(A series of records)
§

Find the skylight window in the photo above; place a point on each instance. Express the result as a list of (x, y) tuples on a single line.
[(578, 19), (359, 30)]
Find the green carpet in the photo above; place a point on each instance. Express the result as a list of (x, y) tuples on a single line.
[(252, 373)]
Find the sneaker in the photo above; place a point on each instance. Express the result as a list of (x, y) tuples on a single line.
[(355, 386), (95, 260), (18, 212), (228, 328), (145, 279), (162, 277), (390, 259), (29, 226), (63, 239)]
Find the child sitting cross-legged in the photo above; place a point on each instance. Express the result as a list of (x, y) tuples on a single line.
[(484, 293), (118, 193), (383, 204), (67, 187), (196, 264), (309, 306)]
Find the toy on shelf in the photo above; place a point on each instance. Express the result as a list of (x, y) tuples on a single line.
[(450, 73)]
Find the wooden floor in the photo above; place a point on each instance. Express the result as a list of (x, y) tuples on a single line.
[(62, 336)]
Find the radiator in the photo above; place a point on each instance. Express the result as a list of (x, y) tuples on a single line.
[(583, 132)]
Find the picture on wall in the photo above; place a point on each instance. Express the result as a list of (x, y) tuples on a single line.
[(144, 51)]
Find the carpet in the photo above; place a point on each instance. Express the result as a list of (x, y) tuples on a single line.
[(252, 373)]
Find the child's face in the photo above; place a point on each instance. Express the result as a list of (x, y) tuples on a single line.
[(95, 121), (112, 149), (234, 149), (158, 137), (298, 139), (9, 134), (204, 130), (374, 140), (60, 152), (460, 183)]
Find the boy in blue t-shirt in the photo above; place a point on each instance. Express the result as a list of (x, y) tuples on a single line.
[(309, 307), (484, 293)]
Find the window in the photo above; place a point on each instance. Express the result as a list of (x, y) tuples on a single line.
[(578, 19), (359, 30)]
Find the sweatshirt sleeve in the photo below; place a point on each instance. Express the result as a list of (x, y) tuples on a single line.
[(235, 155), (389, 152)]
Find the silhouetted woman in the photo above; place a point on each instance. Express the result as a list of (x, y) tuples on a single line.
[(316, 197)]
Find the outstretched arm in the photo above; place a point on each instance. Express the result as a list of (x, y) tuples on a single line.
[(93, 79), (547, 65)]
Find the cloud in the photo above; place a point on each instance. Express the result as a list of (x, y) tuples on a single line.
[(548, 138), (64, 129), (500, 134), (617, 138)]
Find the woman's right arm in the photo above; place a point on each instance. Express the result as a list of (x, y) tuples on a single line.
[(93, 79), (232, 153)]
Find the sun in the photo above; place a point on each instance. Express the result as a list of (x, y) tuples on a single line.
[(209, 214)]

§

Copy out the listing from the line that has "Find the sneaker" through the line that has "226), (63, 239)]", keeping the request line, and shift each x and y coordinate in the answer by adding 15 to it. Output only those lines.

EXPECTED OUTPUT >>
Find the sneaker in the photo above; place a point on each instance. Express the result as a list of (x, y) tuples on a single line.
[(370, 401), (110, 275), (33, 227), (243, 343), (160, 294), (177, 292), (405, 274), (44, 241), (78, 254)]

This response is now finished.